French author and editor (1936–2024)

Éric Hazan (23 July 1936 – 6 June 2024) was a French author and editor. He was the founder of La Fabrique.

==Biography==
Born in Paris on 23 July 1936, Hazan's mother was a Romanian Jew originally from Palestine, while his father, Fernand Hazan, was a Jew originally from Egypt and the brother of editor and librarian Émile Hazan. During World War II, his family took refuge in Marseille. After the war, his father founded the publishing house Éditions Hazan. Hazan attended the Lycée Louis-le-Grand and joined communist activists, as well as the National Liberation Front during the Algerian War. He became a cardiovascular surgeon and campaigned for abortion rights in France. In 1975, as a founder of the Association France-Palestine Solidarité, he travelled to Lebanon during the civil war to work as a combat doctor. He was a member of the Russel Tribunal on Palestine, which began work on 4 March 2009.

In 1983, Hazan gave up surgery and became director of the family publishing business, Éditions Hazan. However, he left management after the publisher was acquired by Groupe Hachette. In 1998, he founded the publishing house La Fabrique ("The Factory"), where the works published were primarily left-wing and historical or philosophical. He allegedly only published works by his friends according to Libération, which included the authors Norman Finkelstein and Houria Bouteldja. The Coming Insurrection, published, written by The Invisible Committee and published by La Fabrique was denounced by Minister of the Interior Michèle Alliot-Marie and led to Hazan's testimony in the Tarnac affair. He also wrote and translated more than twenty works, including those of Edward Said.

Things to do ▸
1) Copy the stretch of the Éric Hazan biography from "In 1983, Hazan" through "of Edward Said.", renaming "surgery" to "medicine" wherever it appears.
2) Go on with the biography of Éric Hazan, picking up after its last sentence.
The items have nothing to do with the biography of Éric Hazan.

Recorded data ▸
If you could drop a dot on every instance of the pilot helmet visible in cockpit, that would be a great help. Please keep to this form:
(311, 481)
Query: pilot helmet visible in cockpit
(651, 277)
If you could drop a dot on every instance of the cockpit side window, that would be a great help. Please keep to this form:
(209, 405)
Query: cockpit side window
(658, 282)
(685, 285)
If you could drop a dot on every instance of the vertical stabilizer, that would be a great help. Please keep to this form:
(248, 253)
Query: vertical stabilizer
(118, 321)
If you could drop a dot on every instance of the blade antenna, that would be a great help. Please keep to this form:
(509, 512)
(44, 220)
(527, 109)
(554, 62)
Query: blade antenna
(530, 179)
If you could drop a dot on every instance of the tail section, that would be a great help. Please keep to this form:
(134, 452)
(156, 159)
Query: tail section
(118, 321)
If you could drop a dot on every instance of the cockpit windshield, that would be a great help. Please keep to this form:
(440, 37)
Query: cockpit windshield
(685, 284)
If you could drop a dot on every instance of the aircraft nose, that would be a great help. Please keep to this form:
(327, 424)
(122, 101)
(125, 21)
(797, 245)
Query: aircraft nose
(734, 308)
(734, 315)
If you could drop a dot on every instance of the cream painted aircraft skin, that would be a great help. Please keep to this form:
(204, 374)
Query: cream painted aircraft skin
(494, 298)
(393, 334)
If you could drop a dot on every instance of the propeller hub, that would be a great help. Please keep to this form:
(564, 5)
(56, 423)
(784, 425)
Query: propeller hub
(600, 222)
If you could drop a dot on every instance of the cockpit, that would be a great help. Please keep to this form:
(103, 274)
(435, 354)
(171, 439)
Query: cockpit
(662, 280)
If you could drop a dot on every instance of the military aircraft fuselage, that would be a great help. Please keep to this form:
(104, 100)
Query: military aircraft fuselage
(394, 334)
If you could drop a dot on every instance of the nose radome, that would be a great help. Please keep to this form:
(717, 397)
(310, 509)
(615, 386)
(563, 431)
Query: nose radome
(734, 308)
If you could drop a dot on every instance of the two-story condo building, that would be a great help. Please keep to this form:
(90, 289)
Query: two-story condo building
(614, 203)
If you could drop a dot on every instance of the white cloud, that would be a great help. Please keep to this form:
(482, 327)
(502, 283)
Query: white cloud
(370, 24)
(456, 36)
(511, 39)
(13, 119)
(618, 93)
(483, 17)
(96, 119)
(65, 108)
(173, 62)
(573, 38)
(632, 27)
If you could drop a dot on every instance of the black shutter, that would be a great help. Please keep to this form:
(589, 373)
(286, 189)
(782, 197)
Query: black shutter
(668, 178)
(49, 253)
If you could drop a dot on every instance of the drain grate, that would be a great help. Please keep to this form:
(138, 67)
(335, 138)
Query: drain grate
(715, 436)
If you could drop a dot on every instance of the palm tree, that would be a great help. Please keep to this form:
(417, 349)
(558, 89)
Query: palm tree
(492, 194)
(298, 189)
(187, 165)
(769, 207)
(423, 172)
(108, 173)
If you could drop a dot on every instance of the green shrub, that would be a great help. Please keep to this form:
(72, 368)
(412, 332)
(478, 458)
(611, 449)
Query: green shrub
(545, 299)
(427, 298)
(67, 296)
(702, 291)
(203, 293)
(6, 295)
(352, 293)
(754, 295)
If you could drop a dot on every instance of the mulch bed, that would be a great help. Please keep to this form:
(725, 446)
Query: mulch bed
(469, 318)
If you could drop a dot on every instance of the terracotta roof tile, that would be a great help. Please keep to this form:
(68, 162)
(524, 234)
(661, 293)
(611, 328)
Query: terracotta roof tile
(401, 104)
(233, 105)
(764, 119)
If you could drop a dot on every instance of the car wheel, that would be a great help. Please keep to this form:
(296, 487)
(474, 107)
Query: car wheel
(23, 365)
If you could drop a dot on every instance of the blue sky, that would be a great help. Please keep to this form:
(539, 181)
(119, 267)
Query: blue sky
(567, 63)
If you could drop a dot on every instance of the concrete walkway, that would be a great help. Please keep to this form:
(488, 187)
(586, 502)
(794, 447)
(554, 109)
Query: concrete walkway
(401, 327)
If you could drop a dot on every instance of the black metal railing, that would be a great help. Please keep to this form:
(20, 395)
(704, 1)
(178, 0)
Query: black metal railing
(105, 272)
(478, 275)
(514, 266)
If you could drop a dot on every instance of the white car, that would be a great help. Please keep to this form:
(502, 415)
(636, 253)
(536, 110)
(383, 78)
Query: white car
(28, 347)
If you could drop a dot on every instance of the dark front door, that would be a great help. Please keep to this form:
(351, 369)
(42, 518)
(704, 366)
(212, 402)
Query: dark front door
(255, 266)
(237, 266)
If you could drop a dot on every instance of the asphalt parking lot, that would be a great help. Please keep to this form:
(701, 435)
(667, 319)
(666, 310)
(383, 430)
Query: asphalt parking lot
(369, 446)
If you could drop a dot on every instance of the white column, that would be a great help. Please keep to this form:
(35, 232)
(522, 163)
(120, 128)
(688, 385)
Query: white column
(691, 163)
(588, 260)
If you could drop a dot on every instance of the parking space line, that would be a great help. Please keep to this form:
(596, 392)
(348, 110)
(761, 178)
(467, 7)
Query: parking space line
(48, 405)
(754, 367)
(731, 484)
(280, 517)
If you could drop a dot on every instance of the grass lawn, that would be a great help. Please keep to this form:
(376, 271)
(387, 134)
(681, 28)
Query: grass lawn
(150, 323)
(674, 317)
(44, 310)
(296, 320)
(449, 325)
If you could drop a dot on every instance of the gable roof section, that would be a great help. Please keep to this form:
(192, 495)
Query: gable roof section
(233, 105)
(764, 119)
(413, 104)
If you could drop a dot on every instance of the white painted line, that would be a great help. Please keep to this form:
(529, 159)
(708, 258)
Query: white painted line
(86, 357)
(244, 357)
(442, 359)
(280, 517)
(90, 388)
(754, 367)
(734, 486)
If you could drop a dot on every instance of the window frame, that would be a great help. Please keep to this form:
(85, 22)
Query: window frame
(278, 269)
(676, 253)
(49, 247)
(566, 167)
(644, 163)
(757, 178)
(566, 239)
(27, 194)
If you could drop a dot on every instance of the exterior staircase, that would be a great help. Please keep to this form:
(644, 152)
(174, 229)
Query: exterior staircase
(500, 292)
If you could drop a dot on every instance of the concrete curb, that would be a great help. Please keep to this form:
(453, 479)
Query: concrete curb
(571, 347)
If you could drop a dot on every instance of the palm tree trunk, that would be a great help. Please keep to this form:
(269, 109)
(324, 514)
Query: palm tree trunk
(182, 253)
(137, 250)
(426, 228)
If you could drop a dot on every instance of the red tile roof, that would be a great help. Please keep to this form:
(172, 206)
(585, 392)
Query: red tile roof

Answers for each item ▸
1)
In 1983, Hazan gave up medicine and became director of the family publishing business, Éditions Hazan. However, he left management after the publisher was acquired by Groupe Hachette. In 1998, he founded the publishing house La Fabrique ("The Factory"), where the works published were primarily left-wing and historical or philosophical. He allegedly only published works by his friends according to Libération, which included the authors Norman Finkelstein and Houria Bouteldja. The Coming Insurrection, published, written by The Invisible Committee and published by La Fabrique was denounced by Minister of the Interior Michèle Alliot-Marie and led to Hazan's testimony in the Tarnac affair. He also wrote and translated more than twenty works, including those of Edward Said.

2)
Éric Hazan died in Paris on 6 June 2024, aged 87. Jacques Rancière wrote a tribute to him in Liberation, published in English in the New Left Review.

==Publications==
===Books===
- L'Invention de Paris, il n'y a pas de pas perdus (2002)
- Chronique de la guerre civile (2004)
- Faire mouvement (2005)
- LQR : la propagande du quotidien (2006)
- Notes sur l’occupation : Naplouse, Kalkilyia, Hébron (2006)
- Changement de propriétaire, la guerre civile continue (2007)
- L'Antisémitisme partout. Aujourd'hui en France (2011)
- Paris sous tension (2011)
- Vues de Paris 1750-1850 (2011)
- Un État commun. Entre le Jourdain et la mer (2012)
- Une histoire de la Révolution française (2012)
- Reflections on Anti-Semitism (2013)
- Premières mesures révolutionnaires (2013)
- La Barricade : Histoire d'un objet révolutionnaire (2013)
- La Dynamique de la révolte. Sur des insurrections passées et d'autres à venir (2015)
- Une traversée de Paris (2016)
- Pour aboutir à un livre. La fabrique d’une maison d’édition (2016)
- À travers les lignes. Textes politiques (2017)
- Balzac (2018)
- Police (2020)
- Le Tumulte de Paris (2021)

===Translations===
- Bush à Babylone : la recolonisation de l'Irak (Bush in Babylon: The Recolonisation of Iraq) by Tariq Ali (2004)
- Le Contrôle de la parole. L'édition sans éditeur by André Schiffrin (2005)
- L'Héritage de Sharon : détruire la Palestine, suite by Tanya Reinhart (2006)
- L'Argent et les Mots (Words and Money) by André Schiffrin (2010)
- La Commune de Shanghai et la Commune de Paris by Hongsheng Jiang (2014)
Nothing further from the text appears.